§ Document segment
____________________

First thing, I have to stress about my drag racing career, my racing was never a hobby, even when it was on a hobby level, before I became a traveling professional drag racer. In the beginning, in 1969, as a regional sportsman drag racer I also owned a two year old, hands on automotive shop specializing in high performance car service. I realized immediately, even racing on an amateur level, it was ‘Race on Sunday and Sell on Monday!’
Who would take their vehicle to be repaired, or have a hot rod or race engine built, by a loser. I had no choice but to work hard, do well and win. And win I did. By 1976 I became a professional traveling Pro Stock drag racer. I was then getting not only local, but also national coverage. My motto, "Race on Sunday and Sell on Monday", became even more important. My racing successes during my career has gifted me with more business than I can finish if I worked till I am 100. Retiring from my business is not an option; I’m 74 and will build performance and race engines till I drop.
I have said many times, jokingly, in interviews, "Drag Racing made me semi famous. I got away in one piece, kind of, but I didn’t end up wealthy. Hey! Two out of three isn’t bad! "
Linda Lou and I are okay and we’ll get by. I consider myself very lucky. Many of my race victim peers are dead or crippled and I’m still up on the tires! And so is Linda Lou. She just came from substitute teaching as I was writing this. Linda, now 73, taught 40 years full bore. Now retired, she subs every chance she can, which is constantly. Add the sub years and she has now taught 51 years. Linda was a first year teacher when I met her in 1964.

____________________

§ Provided data

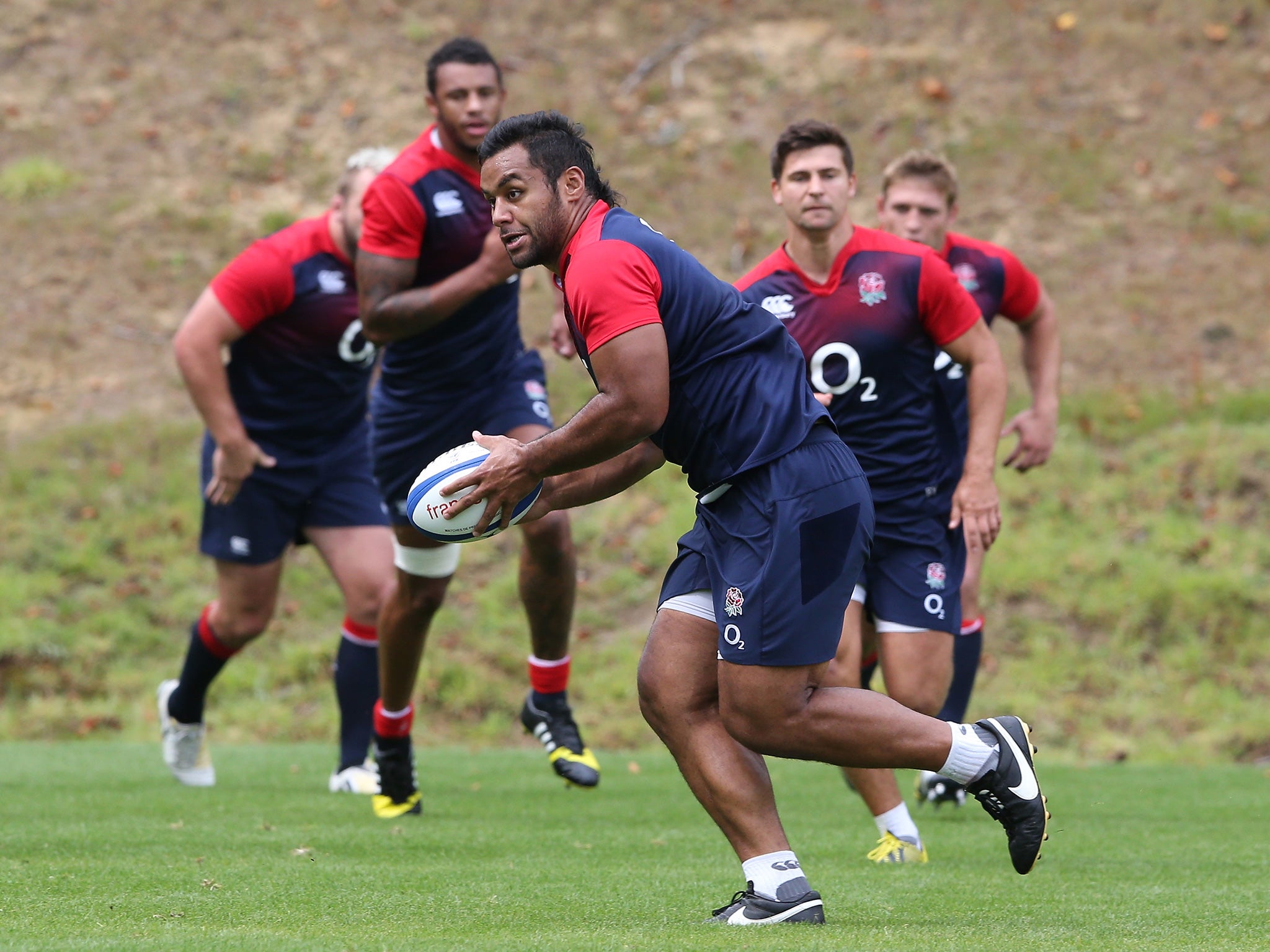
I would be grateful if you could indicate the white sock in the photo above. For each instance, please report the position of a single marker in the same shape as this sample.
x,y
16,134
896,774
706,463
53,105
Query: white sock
x,y
970,756
774,874
898,822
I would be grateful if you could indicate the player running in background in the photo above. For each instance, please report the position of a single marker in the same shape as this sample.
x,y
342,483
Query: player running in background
x,y
918,202
751,611
440,295
285,460
870,312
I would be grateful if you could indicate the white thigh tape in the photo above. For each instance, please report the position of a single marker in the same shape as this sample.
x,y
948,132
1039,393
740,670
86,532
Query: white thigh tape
x,y
698,603
427,563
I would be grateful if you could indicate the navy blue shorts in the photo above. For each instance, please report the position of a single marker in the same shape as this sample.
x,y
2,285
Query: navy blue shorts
x,y
913,574
408,436
275,507
780,553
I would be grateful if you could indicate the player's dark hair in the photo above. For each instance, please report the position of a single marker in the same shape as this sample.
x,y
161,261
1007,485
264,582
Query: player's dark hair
x,y
461,50
933,168
809,134
556,143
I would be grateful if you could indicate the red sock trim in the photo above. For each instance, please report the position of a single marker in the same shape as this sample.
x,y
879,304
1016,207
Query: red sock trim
x,y
398,726
972,626
549,677
211,643
360,633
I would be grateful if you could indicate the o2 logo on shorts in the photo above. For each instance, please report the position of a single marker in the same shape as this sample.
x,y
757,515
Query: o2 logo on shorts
x,y
362,356
934,604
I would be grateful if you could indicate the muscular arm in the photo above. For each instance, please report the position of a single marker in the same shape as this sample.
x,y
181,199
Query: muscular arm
x,y
1037,427
974,501
393,310
633,374
197,347
600,482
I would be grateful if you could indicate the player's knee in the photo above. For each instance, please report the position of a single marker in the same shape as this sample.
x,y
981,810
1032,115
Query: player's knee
x,y
422,597
550,537
236,627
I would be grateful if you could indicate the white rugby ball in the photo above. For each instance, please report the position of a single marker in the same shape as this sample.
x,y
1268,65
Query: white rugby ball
x,y
427,508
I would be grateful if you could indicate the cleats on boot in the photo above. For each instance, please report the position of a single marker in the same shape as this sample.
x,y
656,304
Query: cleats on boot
x,y
184,746
747,908
399,794
557,730
897,850
935,790
1011,795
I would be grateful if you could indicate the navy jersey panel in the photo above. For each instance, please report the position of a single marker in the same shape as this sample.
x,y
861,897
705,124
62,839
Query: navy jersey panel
x,y
275,506
408,436
780,552
738,394
865,342
915,578
429,206
1000,286
299,376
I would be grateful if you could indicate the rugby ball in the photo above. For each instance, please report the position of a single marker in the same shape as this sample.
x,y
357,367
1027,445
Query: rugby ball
x,y
427,508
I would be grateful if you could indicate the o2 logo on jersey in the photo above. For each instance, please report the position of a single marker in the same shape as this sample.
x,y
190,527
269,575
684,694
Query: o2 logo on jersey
x,y
447,203
353,348
967,276
853,357
873,288
780,306
332,282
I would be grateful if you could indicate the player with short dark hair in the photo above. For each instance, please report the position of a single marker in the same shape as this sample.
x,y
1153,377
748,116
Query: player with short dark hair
x,y
285,460
869,312
440,295
918,201
751,610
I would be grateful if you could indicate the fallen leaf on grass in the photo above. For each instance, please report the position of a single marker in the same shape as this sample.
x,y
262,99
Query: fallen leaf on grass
x,y
934,88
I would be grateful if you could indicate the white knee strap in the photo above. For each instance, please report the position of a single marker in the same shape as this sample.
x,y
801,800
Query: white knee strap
x,y
427,563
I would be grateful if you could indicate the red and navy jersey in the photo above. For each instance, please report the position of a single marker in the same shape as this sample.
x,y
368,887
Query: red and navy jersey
x,y
300,374
738,394
427,206
869,337
1000,284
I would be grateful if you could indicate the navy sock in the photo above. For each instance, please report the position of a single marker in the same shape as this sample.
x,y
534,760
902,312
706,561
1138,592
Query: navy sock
x,y
203,662
551,702
966,663
357,689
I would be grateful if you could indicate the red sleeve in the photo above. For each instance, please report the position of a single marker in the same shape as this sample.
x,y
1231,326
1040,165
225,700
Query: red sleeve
x,y
613,287
255,284
1021,293
394,220
945,309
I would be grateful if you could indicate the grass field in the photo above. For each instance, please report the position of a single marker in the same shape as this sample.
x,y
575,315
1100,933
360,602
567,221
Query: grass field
x,y
99,850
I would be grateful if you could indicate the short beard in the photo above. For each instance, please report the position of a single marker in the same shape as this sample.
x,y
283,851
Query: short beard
x,y
546,242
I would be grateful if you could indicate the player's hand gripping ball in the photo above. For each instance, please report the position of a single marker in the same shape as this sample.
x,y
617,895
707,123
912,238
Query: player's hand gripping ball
x,y
427,508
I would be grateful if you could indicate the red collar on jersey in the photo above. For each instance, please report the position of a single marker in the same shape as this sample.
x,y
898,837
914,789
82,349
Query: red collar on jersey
x,y
586,234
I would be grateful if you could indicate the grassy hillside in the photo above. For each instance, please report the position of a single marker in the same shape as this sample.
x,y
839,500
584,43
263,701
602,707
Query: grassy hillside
x,y
1119,149
1127,599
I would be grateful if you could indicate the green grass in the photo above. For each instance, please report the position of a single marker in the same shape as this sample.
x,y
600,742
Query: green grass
x,y
102,851
1126,598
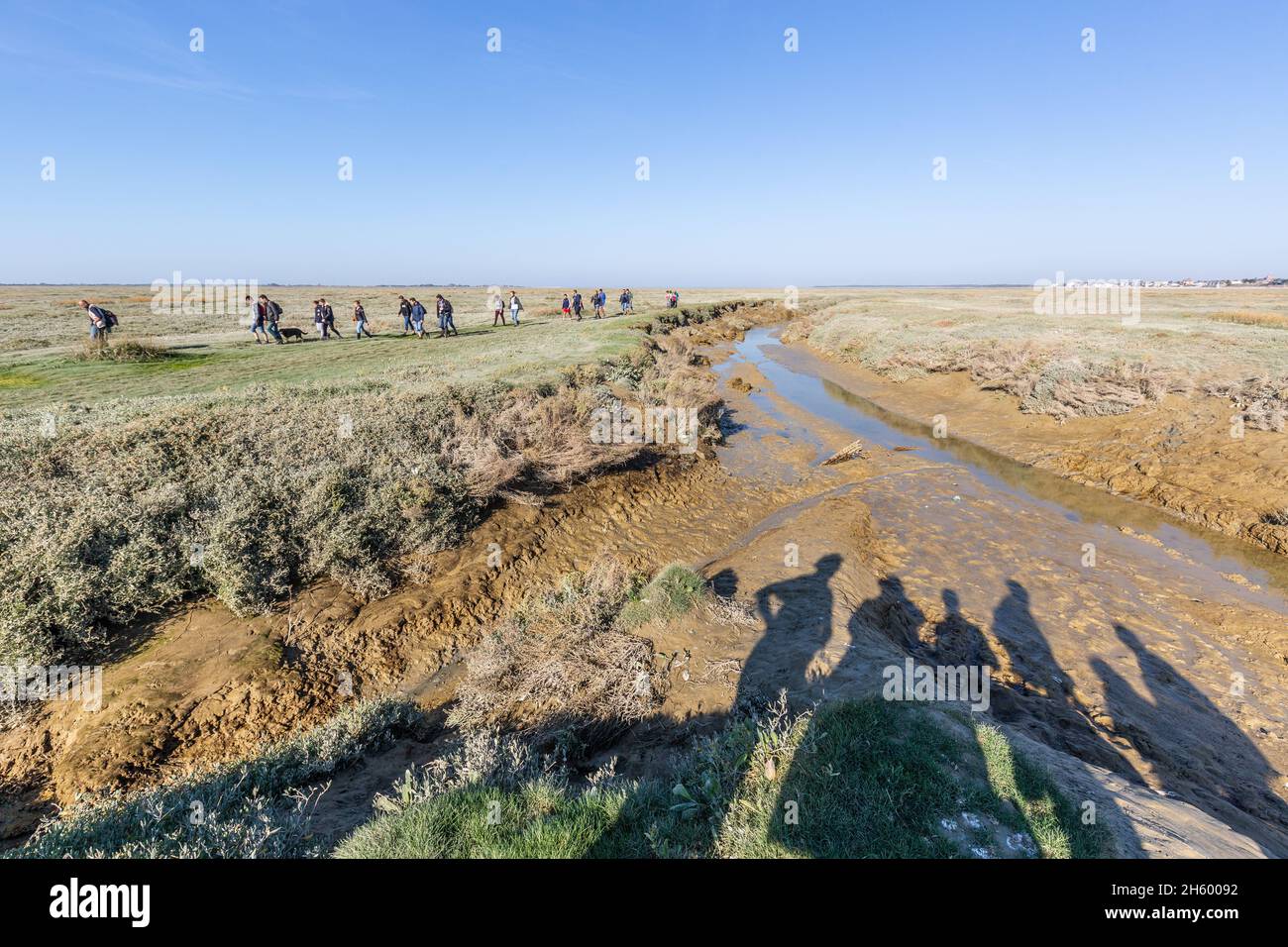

____________________

§ Instructions to follow
Reproduce the drag racing passage word for word, starting at "Linda Lou and" and ending at "her in 1964.". The listing is separate material with no connection to the drag racing passage.

§ Your solution
Linda Lou and I are okay and we’ll get by. I consider myself very lucky. Many of my race victim peers are dead or crippled and I’m still up on the tires! And so is Linda Lou. She just came from substitute teaching as I was writing this. Linda, now 73, taught 40 years full bore. Now retired, she subs every chance she can, which is constantly. Add the sub years and she has now taught 51 years. Linda was a first year teacher when I met her in 1964.